EXERCISE 1:
In the post about the book The Soul Fallacy, reproduce word for word the part that opens with the words containing "I like it because, like" and closes with "more humane society.".
EXERCISE 2:
In the post about the book The Soul Fallacy, what percentage of the students Musolino surveyed in 2012 believed in the soul?

EXTRACTED TEXT:
===

I wasn’t aware of this new book, but it would seem to be a good complement to The Albatross. It’s by Julien Musolino, a professor of cognitive psychology and psycholinguistics at Rutgers, and is called The Soul Fallacy: What Science Shows We Gain by Letting Go of Our Soul Beliefs. It was published by Prometheus, came out on January 6, and you can get the paperback for only $13.16 on Amazon. There’s a foreword by Victor Stenger, who of course died last year.
I like it because, like a good New Atheist, Musolina takes a scientific approach, regarding the soul’s existence as a testable hypothesis. The Rutgers site gives a summary:
The soul hypothesis, Musolino contends, has had a good run for millennia, but it is time to put the idea to rest. Musolino argues that the soul hypothesis is a scientific claim that can be investigated using the tools and methods of rational inquiry. Moreover, he contends that soul beliefs, which are extremely common here in the United States, actually get in the way of progress and a more humane society.
“Belief in an immaterial, psychologically potent, and detachable soul that can function apart from the body after we die amounts to a series of claims about physics, biology and the sciences of the mind,” Musolino says, “Therefore, we should be able evaluate those claims based on science and reason.”
And for those who claim that most people aren’t dualists, there’s this (remember that Rutgers is a good school, and these are advanced undergraduates):
Musolino has probed around the edges of this question. In 2012, he surveyed students in the upper-level undergraduate psychology courses he teaches, and found that 80 percent of them believed in the soul. Seventy-three percent of those believers thought their souls would live on after they died. Experiments carried out in his lab with a broader population of undergraduate students revealed the same pattern.

===

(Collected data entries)
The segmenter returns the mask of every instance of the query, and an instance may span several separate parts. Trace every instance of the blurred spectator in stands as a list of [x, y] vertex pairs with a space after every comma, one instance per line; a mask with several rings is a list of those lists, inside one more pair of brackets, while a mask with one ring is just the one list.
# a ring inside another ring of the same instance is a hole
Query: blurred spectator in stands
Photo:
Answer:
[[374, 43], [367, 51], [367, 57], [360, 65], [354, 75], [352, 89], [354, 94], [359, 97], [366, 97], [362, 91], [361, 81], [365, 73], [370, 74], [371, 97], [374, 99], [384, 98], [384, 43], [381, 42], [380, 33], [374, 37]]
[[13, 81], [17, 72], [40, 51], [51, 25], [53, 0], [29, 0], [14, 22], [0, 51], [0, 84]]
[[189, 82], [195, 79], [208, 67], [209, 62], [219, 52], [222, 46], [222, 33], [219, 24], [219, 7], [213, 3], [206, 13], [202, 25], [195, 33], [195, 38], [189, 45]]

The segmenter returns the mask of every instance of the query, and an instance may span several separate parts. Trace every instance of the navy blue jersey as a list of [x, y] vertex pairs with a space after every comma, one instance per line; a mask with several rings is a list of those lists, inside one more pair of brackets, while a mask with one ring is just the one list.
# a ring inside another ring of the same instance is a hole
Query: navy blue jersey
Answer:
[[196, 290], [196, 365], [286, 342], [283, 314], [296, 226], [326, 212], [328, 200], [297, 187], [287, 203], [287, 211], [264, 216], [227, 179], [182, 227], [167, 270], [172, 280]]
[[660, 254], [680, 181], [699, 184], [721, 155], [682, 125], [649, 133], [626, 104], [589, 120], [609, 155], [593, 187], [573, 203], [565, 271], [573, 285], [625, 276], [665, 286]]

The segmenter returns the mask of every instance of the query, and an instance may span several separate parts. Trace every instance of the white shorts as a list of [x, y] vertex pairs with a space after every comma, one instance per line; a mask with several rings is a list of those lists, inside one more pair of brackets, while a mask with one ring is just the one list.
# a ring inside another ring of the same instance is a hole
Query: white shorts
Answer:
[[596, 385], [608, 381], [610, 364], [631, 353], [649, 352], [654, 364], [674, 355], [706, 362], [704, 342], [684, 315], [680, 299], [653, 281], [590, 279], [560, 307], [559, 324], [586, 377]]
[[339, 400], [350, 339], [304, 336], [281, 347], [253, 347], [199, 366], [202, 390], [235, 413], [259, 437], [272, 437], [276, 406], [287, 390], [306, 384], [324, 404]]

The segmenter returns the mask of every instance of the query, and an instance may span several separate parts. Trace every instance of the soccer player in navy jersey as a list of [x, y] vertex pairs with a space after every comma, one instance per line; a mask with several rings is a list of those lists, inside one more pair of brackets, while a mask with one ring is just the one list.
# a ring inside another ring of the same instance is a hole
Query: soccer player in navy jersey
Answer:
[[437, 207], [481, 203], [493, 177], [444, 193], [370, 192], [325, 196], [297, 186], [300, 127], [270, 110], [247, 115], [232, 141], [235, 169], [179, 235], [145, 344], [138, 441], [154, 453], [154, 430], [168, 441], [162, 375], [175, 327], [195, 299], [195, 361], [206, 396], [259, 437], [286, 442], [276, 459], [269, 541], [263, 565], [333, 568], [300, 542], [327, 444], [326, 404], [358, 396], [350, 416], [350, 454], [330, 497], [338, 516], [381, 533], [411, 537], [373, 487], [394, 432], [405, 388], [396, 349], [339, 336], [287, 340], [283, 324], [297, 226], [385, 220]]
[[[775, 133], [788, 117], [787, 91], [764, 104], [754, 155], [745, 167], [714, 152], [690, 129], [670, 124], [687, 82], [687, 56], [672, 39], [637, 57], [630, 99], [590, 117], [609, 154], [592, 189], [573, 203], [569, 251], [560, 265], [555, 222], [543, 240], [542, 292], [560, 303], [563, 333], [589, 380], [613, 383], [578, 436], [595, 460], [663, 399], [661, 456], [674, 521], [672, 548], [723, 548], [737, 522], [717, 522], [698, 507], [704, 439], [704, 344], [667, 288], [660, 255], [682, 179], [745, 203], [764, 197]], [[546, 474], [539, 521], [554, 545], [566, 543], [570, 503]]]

===

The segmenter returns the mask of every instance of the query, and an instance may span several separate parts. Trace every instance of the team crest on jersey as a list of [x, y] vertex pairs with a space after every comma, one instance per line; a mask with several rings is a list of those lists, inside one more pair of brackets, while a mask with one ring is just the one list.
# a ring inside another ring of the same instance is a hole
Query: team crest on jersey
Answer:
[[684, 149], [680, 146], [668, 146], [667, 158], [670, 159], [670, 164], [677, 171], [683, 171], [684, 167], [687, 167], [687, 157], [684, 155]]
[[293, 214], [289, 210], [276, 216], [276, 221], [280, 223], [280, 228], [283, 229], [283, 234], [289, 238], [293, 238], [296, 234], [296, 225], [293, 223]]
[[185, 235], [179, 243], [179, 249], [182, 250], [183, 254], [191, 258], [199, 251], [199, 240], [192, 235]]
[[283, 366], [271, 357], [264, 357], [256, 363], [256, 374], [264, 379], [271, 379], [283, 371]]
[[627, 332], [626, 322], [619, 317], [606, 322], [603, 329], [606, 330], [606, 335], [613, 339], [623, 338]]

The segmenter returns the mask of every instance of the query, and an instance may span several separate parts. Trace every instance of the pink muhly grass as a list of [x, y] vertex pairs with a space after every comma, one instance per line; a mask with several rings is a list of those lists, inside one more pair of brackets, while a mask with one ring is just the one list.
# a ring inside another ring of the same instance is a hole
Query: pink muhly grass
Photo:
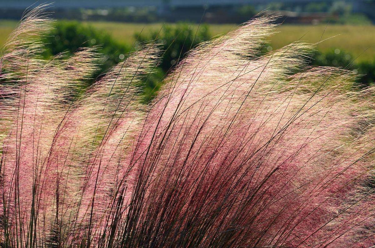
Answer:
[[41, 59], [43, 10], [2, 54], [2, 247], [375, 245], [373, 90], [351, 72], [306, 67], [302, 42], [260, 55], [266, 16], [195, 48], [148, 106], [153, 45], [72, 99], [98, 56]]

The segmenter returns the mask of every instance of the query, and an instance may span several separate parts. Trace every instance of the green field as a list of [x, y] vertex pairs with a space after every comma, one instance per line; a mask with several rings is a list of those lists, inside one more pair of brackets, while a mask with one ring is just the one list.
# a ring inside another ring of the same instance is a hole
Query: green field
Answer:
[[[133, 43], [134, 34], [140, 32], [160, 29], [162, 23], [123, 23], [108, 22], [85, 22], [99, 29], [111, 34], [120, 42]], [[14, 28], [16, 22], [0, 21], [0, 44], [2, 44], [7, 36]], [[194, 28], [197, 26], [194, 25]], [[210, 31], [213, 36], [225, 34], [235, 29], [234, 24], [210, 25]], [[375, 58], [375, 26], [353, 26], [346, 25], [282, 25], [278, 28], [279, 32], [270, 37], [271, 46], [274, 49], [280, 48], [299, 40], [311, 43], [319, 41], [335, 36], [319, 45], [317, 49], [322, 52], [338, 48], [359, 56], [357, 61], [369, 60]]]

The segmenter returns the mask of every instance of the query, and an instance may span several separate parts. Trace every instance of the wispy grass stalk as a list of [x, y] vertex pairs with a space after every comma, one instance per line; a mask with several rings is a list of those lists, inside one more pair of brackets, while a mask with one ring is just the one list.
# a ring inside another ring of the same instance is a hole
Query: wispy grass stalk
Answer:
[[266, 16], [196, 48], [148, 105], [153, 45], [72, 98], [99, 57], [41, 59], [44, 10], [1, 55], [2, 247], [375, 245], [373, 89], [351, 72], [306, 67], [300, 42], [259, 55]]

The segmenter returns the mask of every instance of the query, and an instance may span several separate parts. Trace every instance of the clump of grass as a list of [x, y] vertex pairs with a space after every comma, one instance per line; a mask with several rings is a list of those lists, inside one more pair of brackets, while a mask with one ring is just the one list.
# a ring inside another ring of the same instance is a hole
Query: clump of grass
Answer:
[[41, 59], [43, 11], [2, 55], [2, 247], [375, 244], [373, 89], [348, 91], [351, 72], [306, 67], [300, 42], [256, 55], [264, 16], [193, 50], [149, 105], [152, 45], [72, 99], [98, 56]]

===

EXERCISE RESULT 1:
I like it because, like a good New Atheist, Musolina takes a scientific approach, regarding the soul’s existence as a testable hypothesis. The Rutgers site gives a summary:
The soul hypothesis, Musolino contends, has had a good run for millennia, but it is time to put the idea to rest. Musolino argues that the soul hypothesis is a scientific claim that can be investigated using the tools and methods of rational inquiry. Moreover, he contends that soul beliefs, which are extremely common here in the United States, actually get in the way of progress and a more humane society.

EXERCISE RESULT 2:
80 percent